■ **Source document**:
Thursday, August 7, 2014

Raising apes

Tonight I needed a bit of me time, which I usually try to take. I usually jog my 2 miles on the treadmill while watching some part of a cheesy chick flick and go back down stairs when I'm done, 30 mins tops with putting on my shoes, and finishing whatever scene I'm in the middle of, well tonight I logged on and thought I'd take just a bit longer and entice you with my thoughts tonight on a toddler.


I said out loud while pulling my whaling child from the stairs tonight that "its like raising a primate". I am sure, mother apes, when you see them in the zoo just sitting there with these baby monkeys all over them and looking like they'd let themselves go with their messy hair and pop bellies sticking out that this is how they feel.
Tonight I felt like mother ape. My child woke up at 12:15am yup didn't even make it a full 3 hours of sleep, he tossed and turned in our bed then slept on the floor on his mattress for a bit then repeated the process, finally my husband in a very awake voice, after thinking he was dead asleep, said he'd take him downstairs. Praise God. Apparently he fell right back asleep and they slept on the couch/floor in the living room. When I woke up this morning the little woke up too and proceeded to be extrememly attached to dada until he left. Which started the day in tears, because he realized he wasn't going to be joining dada on today's endevours. Instead he went with mom to watch the cheerleaders at cheer camp.

[Recorded data]

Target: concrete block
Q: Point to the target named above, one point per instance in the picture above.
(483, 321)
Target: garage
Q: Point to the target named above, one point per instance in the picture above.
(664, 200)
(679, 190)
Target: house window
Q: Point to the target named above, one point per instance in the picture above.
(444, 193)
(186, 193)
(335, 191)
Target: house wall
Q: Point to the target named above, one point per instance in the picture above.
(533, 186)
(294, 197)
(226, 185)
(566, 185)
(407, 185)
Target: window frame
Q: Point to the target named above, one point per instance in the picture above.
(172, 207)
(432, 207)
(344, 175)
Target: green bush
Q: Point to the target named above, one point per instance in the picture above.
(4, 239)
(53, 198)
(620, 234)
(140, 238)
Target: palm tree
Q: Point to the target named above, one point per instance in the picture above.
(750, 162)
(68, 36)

■ **Tasks to complete**:
A - According to the blog post, how far does the writer usually jog on the treadmill?
B - Write out the blog post's passage between "Raising apes" and "on a toddler.", inclusive, changing "treadmill" to "exercise bike".

■ **Task-by-task results**:
A - 2 miles.

B -
Raising apes

Tonight I needed a bit of me time, which I usually try to take. I usually jog my 2 miles on the exercise bike while watching some part of a cheesy chick flick and go back down stairs when I'm done, 30 mins tops with putting on my shoes, and finishing whatever scene I'm in the middle of, well tonight I logged on and thought I'd take just a bit longer and entice you with my thoughts tonight on a toddler.